==== Supplied text
Joad would have profited from reading Collingwood's "Essay on Metaphysics" and the early chapters of his "The New Leviathan."

"Generally, I cannot go along with Joad's stated method of considering many different perspectives and coming to the conclusion that traditional Christianity is the "correct" one. For that is to evaluate the faith by secular criteria. The New Testament says we must have faith. Faith is not just sort of hoping for the metaphysical best: it is an irreducible absolute presupposition. You can't prove it because it isn't a proposition. But once you make the presupposition, the reality of the faith manifests itself.
Analogy: you can only know your wife if you're married! Or you can only play cricket if you use bat, ball and stumps..."

Keith said...

“Joad does not claim to demonstrate the validity of the threefold analysis [mind, body, soul]; he claims no more than that ‘if it were true it would cover a number of facts which seem to be inexplicable on any other’. . . . He found no better way to explain the cosmos as he found it.”

Isn’t that a classic instance of the ‘god of the gaps’ fallacy? That is, to insert a god to fill the gaps in what we currently know and understand about the cosmos by scientific and other rational means? Isn’t that a weak explanatory hypothesis to fall back on for purporting the existence of a ‘supernatural order’, encompassing a god and a soul?

Richard W. Symonds said...

"Weak explanatory hypothesis" it may be Keith, but for Joad it was the strongest of all the weak explanatory hypotheses - using his reason/intellect only.

He writes in Chapter 1 of "Recovery of Belief - A Restatement of Christian Philosophy" - 'The Plight of the Intellectual - Reason and Faith':

"The following book is an account of some of the reasons which have converted me to the religious view of the universe in its Christian version. They are predominantly arguments designed to appeal to the intellect...There are many to whom faith comes easily. These feel no impulse to justify their beliefs since, for them, justification is unnecessary...While I admit intellect cannot go all the way, there can, for me, be no believing which the intellect cannot, so far as its writ runs, defend and justify. I must, as a matter of psychological compulsion, adopt the most rational hypothesis, the most rational being that which seems to cover most of the facts and to offer the most plausible explanation of our experience as a whole. The hypothesis in question is that which is known as the religious view of the world, and the following pages are designed to explain why I find it so"

Thomas O. Scarborough said...

However, let's analyse this, Keith.

1. You say that there are 'gaps in what we currently know'.
2. It is 'scientific and other rational means' which have left us with these gaps.
3. To fill these gaps as Joad does is 'a weak explanatory hypothesis'.
4. Yet you seem to hold out for scientific and other rational answers which we don't 'currently know'.

If I am correct in assuming that no. 4 is your position, then on what basis do you claim that scientific and 'other rational'(?) means will fill the gaps? Do you not have a science of the gaps? Science will fill the gaps, you say, while this is something you don't 'currently know'. That would seem little better than the claim that a god will fill them.
========
==== Provided data
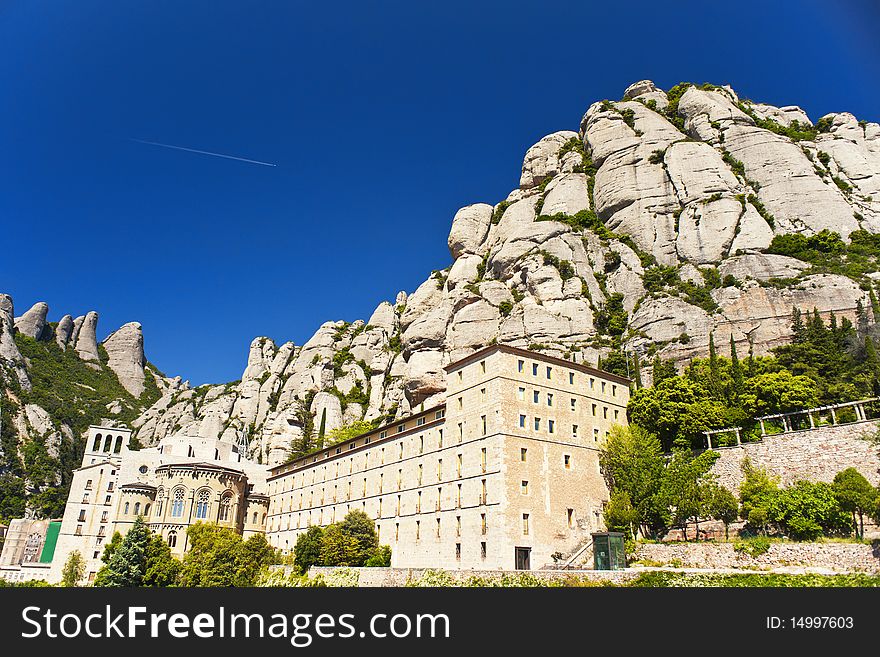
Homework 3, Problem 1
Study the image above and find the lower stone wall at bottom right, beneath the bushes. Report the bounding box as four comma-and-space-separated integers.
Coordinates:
633, 542, 880, 574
========
Work order:
Write the next part of the comment thread on Joad's reasons for religious belief, starting right after its last sentence.

Result:
Reverend M says something interesting, which relates to this. As I understand it, one cannot expect to fill scientific gaps with something of a 'supernatural realm'. Rather one begins with the axiom of faith. Yet here I find sketchy what is meant by faith ...

Richard W. Symonds said...

“Now, faith, as I suggested in the first chapter, must for a modern justify itself at the bar of reason. From this point of view there are three reasons which, as I think, make faith not unreasonable; at least, there are three which have had weight with me, and I should like to conclude this book by saying what they are...

Richard W. Symonds said...

The above quote is from Joad in the last chapter of his last book ‘Recovery of Belief’

Richard W. Symonds said...

“Having finished this book, I am conscious of a sense of insufficiency. I should have liked...to have made this book an apologia for, a defence of, Christianity. Judged from this standpoint the book fails. It puts forward, as I hope and believe, a strong plea for the theistic view of the universe, but for the particular version of it which is maintained by the Christian Chirches, though it holds a brief, it makes no case.

“Wishing that this were not so, I have been led to consider why it is so. The reason is, I think, that the main doctrines of Christianity, the Incarnation, the Resurrection and the Ascension are strictly unbelievable on grounds of reason alone, unbelievable at any rate by a modern. They must be accepted, if accepted at all, on faith - credenda, in fact, quia impossibilia”

C.E.M. Joad

Keith said...

Thank you, Thomas, for sharing your take. Much to think about.

As for 1 through 4 and the follow-on comments, we have ample, confirmable evidence that humankind does indeed acquire knowledge and understanding of the cosmos through the sciences. We have seen over the millennia how original thinkers, including scientists, have continued to fill holes in their knowledge; progress is tangible and determinable. I don’t agree with the suggestion that humankind's acquisition of a building, increasingly sophisticated and robust body of scientific knowledge about the cosmos is at all equivalent to resorting, in ‘god of the gaps’ fashion, to some spiritual explanation of the cosmos. Science — as well as philosophy, for that matter — is doing well without that intellectual bungee jump.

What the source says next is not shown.